▶ **GOAL**: Please reproduce, word for word, the passage of the Salzburg peace talk report beginning with "Nevertheless, we should" and running through "rights or self-determination.".

▶ **SELECTED EXTRACT**:

..........

His Holiness talks about Peace and Religious Harmony in Salzburg

May 21st 2012

Salzburg, Austria, 21 May 2012 - As the sun caught the peaks of the mountains around the city, His Holiness drove to the Salzburg Arena, where he was received by the Governor Ms. Gabi Burgstaller. They exchanged views privately for several minutes before she escorted him into the hall where he was to address an audience convened by Alpine Peace Crossing, an NGO that holds a major event annually to mark the plight of refugees.


His Holiness the Dalai Lama shaking hands with members of the audience before his address in Salzburg, Austria, on May 21, 2012. Photo/Tenzin Choejor/OHHDL
His Holiness began by saying, “When I meet people, I feel that as human beings we are just the same. We may have bigger or smaller noses or different coloured hair, but we 7 billion human beings are essentially the same. And now that we are so interdependent it seems to be out of date to think of this or that community as separate from the rest.” He expressed his admiration for the EU as an organization in which members keep their own identity, while taking account of their common interests. He said that we now face several challenges that cannot be solved unless we solve them together and cited the failure of the Copenhagen summit on climate change as an example of countries continuing to focus on their own narrow interests rather than the good of the world.

Nevertheless, we should not feel demoralized, because there is much  to be optimistic about. His Holiness recalled meeting the British Queen Mother when she was 96 years old and had witnessed almost the entire twentieth century in her lifetime. In reply to his question about whether the world had become better or worse in that time, she replied without hesitation that it had improved, because, for example, when she was young there was no concept of human rights or self-determination.

..........

▶ **INFORMATION SUPPLIED**:
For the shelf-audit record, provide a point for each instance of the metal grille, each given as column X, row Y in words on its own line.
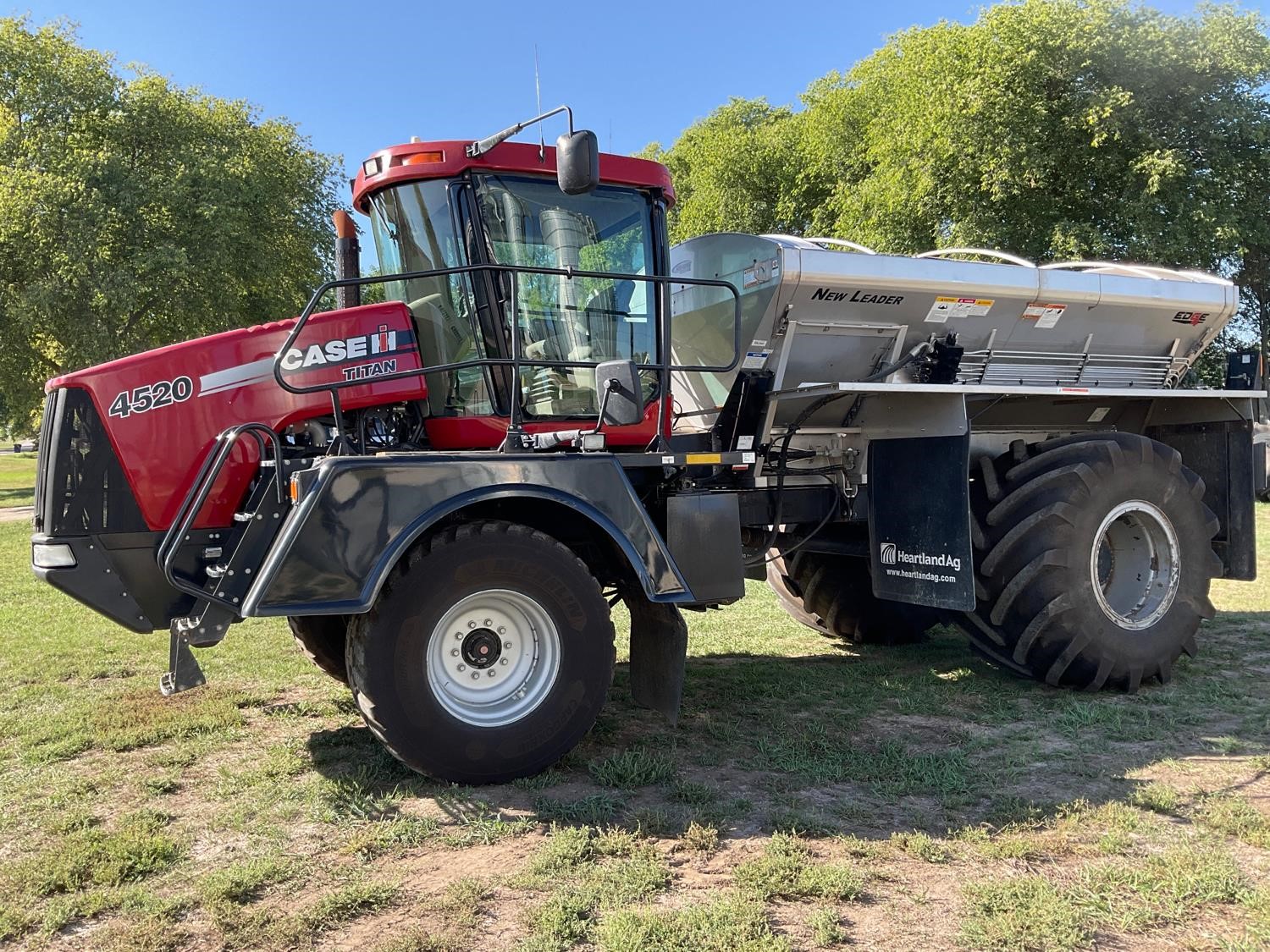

..........

▶ **WRITTEN REPLY**:
Nevertheless, we should not feel demoralized, because there is much  to be optimistic about. His Holiness recalled meeting the British Queen Mother when she was 96 years old and had witnessed almost the entire twentieth century in her lifetime. In reply to his question about whether the world had become better or worse in that time, she replied without hesitation that it had improved, because, for example, when she was young there was no concept of human rights or self-determination.